> Short task: Return each line of the records that contains the string "integers". Case counts.

> Records for processing:
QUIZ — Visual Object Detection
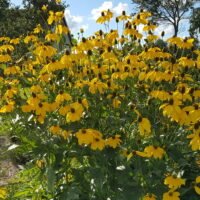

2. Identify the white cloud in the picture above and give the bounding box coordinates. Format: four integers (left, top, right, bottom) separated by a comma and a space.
80, 24, 89, 32
155, 23, 174, 38
91, 1, 113, 20
65, 9, 89, 33
65, 9, 83, 29
91, 1, 128, 20
113, 2, 128, 15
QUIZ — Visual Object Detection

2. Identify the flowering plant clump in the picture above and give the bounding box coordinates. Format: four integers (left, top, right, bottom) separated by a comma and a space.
0, 1, 200, 200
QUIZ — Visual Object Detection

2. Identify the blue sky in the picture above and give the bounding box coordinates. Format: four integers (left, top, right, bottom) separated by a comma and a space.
11, 0, 188, 37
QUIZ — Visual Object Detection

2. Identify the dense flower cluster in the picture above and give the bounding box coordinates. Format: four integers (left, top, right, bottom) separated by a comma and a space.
0, 3, 200, 200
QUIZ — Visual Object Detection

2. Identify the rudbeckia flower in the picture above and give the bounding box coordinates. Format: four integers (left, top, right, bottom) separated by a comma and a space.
138, 116, 151, 136
91, 136, 105, 151
142, 194, 156, 200
105, 135, 122, 149
75, 129, 94, 145
194, 176, 200, 195
164, 176, 185, 190
66, 102, 84, 122
163, 190, 180, 200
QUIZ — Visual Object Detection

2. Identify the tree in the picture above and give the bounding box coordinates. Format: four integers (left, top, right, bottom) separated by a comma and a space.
189, 7, 200, 37
132, 0, 199, 36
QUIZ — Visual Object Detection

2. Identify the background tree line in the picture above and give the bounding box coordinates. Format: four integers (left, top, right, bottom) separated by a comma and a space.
0, 0, 200, 38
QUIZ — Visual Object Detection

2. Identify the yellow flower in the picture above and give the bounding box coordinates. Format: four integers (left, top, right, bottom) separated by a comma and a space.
33, 24, 43, 33
194, 176, 200, 195
0, 44, 14, 53
105, 135, 121, 149
4, 66, 21, 75
138, 116, 151, 136
0, 101, 15, 113
66, 102, 84, 122
96, 9, 113, 24
150, 90, 170, 101
187, 130, 200, 151
42, 5, 48, 12
0, 187, 7, 199
75, 129, 94, 145
0, 54, 12, 63
45, 33, 59, 41
117, 10, 131, 21
55, 24, 69, 35
163, 190, 180, 200
91, 136, 105, 151
49, 126, 62, 135
55, 91, 72, 103
144, 146, 165, 159
164, 176, 185, 190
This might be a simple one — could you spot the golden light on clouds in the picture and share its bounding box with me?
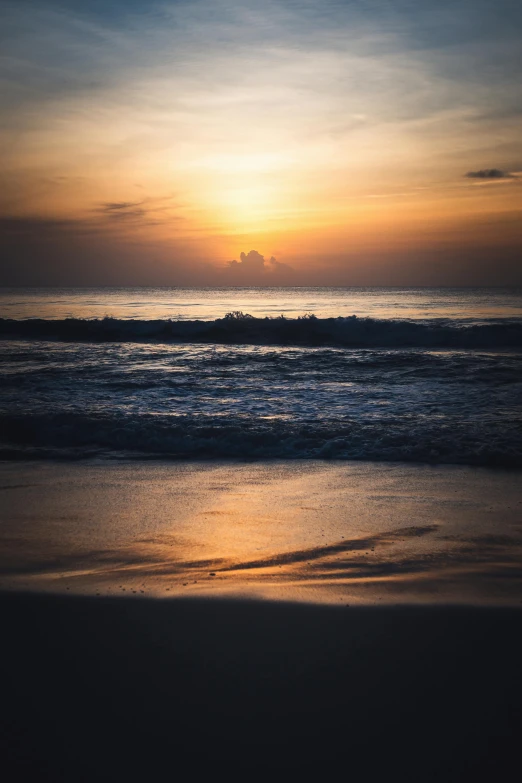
[0,0,522,283]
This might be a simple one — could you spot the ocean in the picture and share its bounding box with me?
[0,288,522,468]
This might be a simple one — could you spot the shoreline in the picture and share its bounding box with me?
[0,460,522,605]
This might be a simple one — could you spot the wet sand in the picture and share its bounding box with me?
[0,461,522,606]
[4,593,522,781]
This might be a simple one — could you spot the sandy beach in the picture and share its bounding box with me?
[4,594,522,781]
[0,460,522,781]
[0,460,522,606]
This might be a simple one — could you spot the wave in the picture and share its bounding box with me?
[0,313,522,349]
[0,413,522,468]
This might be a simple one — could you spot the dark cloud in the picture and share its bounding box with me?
[100,201,143,213]
[227,250,294,277]
[464,169,513,179]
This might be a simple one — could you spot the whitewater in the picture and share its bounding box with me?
[0,289,522,468]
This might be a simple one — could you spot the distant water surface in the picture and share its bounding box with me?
[0,287,522,322]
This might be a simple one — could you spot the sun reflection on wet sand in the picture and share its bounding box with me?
[0,462,522,603]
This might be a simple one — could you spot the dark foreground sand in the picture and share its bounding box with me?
[0,593,522,781]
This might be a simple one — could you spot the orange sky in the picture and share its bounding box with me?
[0,0,522,285]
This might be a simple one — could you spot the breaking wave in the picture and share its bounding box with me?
[0,313,522,349]
[0,413,522,468]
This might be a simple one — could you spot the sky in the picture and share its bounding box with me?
[0,0,522,286]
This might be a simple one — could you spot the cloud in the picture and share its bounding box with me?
[225,250,294,285]
[464,169,514,179]
[99,201,147,220]
[227,250,294,274]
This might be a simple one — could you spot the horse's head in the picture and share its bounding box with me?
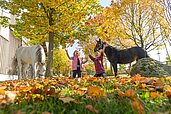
[94,39,103,52]
[38,63,46,77]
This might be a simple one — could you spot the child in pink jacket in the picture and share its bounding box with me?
[66,50,88,78]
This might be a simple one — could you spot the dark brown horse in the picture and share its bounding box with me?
[94,39,149,76]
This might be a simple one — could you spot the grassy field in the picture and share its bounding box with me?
[0,75,171,114]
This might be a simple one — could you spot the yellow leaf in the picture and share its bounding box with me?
[150,92,160,99]
[125,89,136,98]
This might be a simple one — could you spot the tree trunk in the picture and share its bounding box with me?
[45,32,54,77]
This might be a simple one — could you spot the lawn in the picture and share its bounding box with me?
[0,74,171,114]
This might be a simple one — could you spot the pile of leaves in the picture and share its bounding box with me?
[0,74,171,114]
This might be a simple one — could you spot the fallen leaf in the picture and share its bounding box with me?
[86,105,99,114]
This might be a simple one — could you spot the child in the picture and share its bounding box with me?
[65,49,88,78]
[89,52,106,78]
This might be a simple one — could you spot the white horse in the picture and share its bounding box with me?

> Solution to the problem:
2. Identify the white cloud in the picture above and give the bounding box coordinates. Format: four integers (left, top, right, bottom) separated by a comma and a space.
2. Identify the flowering plant clump in the picture above and give the bounding box coordinates. Format: four integers (left, top, right, bottom) separated by a comma and a space.
2. Identify the blue sky in the picture above and give the bounding box coordinates. Format: four integers (left, top, right, bottom) separated by a comma and a space.
2. Identify the dense flower cluster in the picture above and give the bounding box coordinates. Format: four integers (left, top, right, bottom) separated by a comma and a space.
2. Identify the rudbeckia flower in the picture above and give the bounding box coordinates. Format: four integers (left, top, right, bottom) separated by a comma and a space.
2. Identify the tree in the picture above and give the bounding box coordinates. Format: four integers (left, top, right, bottom) separated by a comma and a space.
2. Identify the background tree line in the picture above and give the bounding box coordinates. Format: four integers (left, top, right, bottom) separated by a comma and a space.
2. Identify the yellow flower in the picture above and give the bounding box coordinates. Format: four integers (left, top, right, bottom) separated by a comma and a space.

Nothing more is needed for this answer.